───── DATA FOR THIS TASK

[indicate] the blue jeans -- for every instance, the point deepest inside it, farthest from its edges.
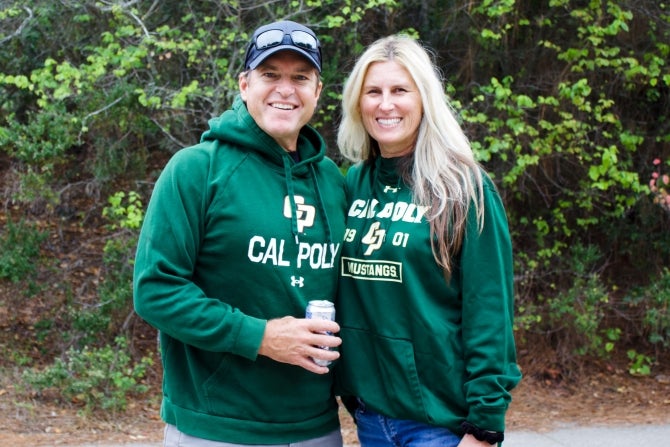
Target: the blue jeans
(376, 430)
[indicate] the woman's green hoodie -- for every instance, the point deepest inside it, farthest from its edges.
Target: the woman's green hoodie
(415, 345)
(237, 233)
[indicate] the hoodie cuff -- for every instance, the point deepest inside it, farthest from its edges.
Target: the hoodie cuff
(249, 337)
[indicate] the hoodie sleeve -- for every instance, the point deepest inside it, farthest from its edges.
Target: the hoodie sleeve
(165, 294)
(488, 306)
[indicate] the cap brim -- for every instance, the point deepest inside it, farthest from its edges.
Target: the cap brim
(270, 51)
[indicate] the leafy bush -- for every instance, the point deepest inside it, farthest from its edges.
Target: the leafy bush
(19, 250)
(96, 379)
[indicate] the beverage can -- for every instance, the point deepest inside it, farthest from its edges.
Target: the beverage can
(321, 310)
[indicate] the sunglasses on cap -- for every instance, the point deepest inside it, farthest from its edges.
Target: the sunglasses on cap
(272, 38)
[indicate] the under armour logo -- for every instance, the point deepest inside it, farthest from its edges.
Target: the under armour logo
(373, 238)
(305, 213)
(299, 281)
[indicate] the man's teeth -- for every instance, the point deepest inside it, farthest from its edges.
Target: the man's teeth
(388, 122)
(283, 106)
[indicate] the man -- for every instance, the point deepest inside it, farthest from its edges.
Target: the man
(242, 230)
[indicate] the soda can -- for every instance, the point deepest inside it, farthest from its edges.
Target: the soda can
(321, 310)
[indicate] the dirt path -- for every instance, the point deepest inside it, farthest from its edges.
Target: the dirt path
(538, 405)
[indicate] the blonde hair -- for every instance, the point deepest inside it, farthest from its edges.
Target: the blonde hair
(444, 174)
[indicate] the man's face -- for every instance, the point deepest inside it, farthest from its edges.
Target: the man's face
(281, 95)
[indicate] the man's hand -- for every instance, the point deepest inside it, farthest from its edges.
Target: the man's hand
(297, 340)
(471, 441)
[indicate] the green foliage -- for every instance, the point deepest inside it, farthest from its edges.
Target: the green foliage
(640, 364)
(96, 379)
(575, 314)
(653, 300)
(19, 250)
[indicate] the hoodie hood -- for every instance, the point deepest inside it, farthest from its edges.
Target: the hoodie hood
(236, 127)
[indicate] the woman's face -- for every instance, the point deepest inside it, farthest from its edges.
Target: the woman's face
(391, 108)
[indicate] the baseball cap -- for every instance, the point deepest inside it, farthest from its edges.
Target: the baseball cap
(282, 35)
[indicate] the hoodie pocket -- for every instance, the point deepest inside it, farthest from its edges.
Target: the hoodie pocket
(382, 372)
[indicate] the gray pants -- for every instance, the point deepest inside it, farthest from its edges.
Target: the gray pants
(175, 438)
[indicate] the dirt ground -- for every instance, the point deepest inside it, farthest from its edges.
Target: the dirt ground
(539, 403)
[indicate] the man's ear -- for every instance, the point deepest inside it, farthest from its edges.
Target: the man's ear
(243, 84)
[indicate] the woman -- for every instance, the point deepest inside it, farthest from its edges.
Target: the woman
(425, 301)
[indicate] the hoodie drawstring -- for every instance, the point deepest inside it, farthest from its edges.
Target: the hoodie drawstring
(291, 198)
(322, 207)
(294, 208)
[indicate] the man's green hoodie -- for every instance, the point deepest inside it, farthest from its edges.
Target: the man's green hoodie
(237, 233)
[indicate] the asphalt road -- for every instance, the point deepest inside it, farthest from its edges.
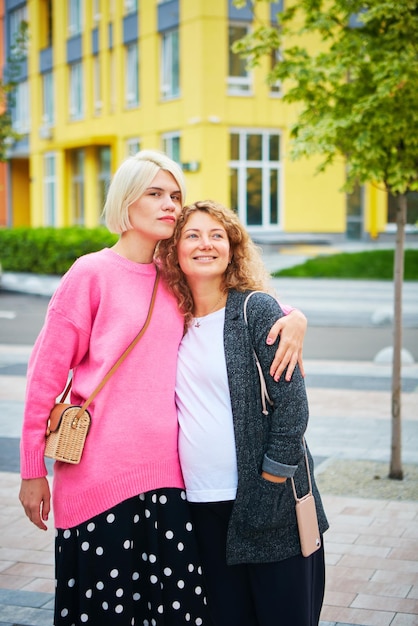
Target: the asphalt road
(22, 315)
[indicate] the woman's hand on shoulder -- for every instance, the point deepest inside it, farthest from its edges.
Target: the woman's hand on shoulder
(35, 497)
(292, 329)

──────────

» **GIVEN PROBLEM**
Return every line of the records above word for word, omitting the pictures.

» **EXERCISE RESPONSE**
[indicate] the blue jeans -- for every instance, the point deepest inside it, farthest from its edges.
Target: the blue jeans
(376, 430)
[indicate] the woman's green hoodie -- for every instance, the point deepest inside it, farthest from its edges.
Target: the woman's green hoodie
(415, 345)
(237, 233)
[indicate] the hoodie cuff -- for every instance, the point deepest inside it, farthest from its edges.
Target: the hoodie cuff
(249, 337)
[indicate] the hoodie sleeve -- for every instance, the point deepest inside it, farthest from its edges.
Target: the hoodie sleeve
(165, 294)
(488, 306)
[indicate] the cap brim -- for every instance, the point deepest inside it, farthest from its edges.
Target: the cap brim
(270, 51)
[indicate] the leafy bush -- for every instance, the point deepest inside it, farthest from its edges.
Target: the leafy bush
(19, 250)
(96, 379)
[indicate] the beverage can -- for every instance, the point deepest inside it, farthest from its edges.
Target: the beverage can
(321, 310)
[indicate] the sunglasses on cap -- for every instance, the point deepest inside it, farthest from its edges.
Target: the sunglasses on cap
(272, 38)
[indicate] the under armour logo -- for every instance, the point deepest inside it, farthest from its edges.
Target: the under armour logo
(373, 238)
(305, 213)
(299, 281)
[indicate] the man's teeth -- for every instance, the point deepest inside it, farthest from its edges.
Target: the man's teeth
(388, 122)
(283, 106)
[indicate] the man -- for every instance, the point deepest inside it, farthest from its edges.
Target: the man
(242, 230)
[indicate] the soda can -- for every instance, the point deepest inside it, farthest from its edges.
Target: the soda can
(321, 310)
[indicate] the dirt path -- for every instance, the point deepest inside it, farthest from its edges.
Target: the dirt path
(538, 405)
[indicate] the blonde hair -- for every instance, the point deepest inside it, farthest from its edges.
Target: the blonde hair
(444, 174)
[indicate] the man's face -- for every instance, the point deepest inside it, farthest from its edges.
Target: the man's face
(281, 95)
[indicate] the man's hand -- for every instance, the point deepest inside it, farthest from its edges.
Target: the man's hand
(297, 340)
(471, 441)
[indicate] the green foliage -- for every instance, the point deepest inside it, farthest from its edges.
Target: the green foliage
(640, 364)
(96, 379)
(575, 314)
(653, 300)
(19, 250)
[indicate] the hoodie hood -- for every instance, the point deepest inside it, farthest from its edges.
Target: the hoodie hood
(236, 127)
[indicate] the woman's face -- for every instance, the point deepest inside it, farthest from its edges.
Target: the woman's face
(391, 108)
[indicate] the baseball cap -- for every instance, the point deepest inside it, farthest from its edges.
Target: the baseball cap
(282, 35)
[indicate] the hoodie pocket -- for every instance, the point deepest inside it, farthest from its edges.
Target: the hoodie pocket
(382, 372)
[indicate] the gray pants -- for every instance, the point deepest inside it, farthest from its edges.
Target: the gray pants
(175, 438)
[indicate] the dirt ground -- for every instance, the point deepest inside it, farthest from its edges.
Target: the dirt ground
(539, 403)
[indicate] the man's ear -- for every instance, the point deepest inside it, farthest from its edges.
Target: the man's ear
(243, 84)
[indicate] the woman -- for every instance, the point deepest inside it, farthest from its edges.
Target: the woman
(425, 301)
[indicate] the hoodie drawstring -- for every instance, the point deepest inside it, farthest from its edges.
Target: the hoodie drawstring
(291, 198)
(322, 207)
(294, 208)
[indicate] the man's green hoodie -- for every instance, the point deepest inside it, farthest from its edges.
Target: the man's green hoodie
(237, 233)
[indicate] the asphalt road -- for every instance, the point deepest inside it, farthest from its edges.
Target: the asphalt road
(22, 315)
[indicate] the woman's hand on shoulder -- for every instance, the point deepest inside it, farthest from its edges.
Target: the woman's hand on shoulder
(35, 497)
(292, 329)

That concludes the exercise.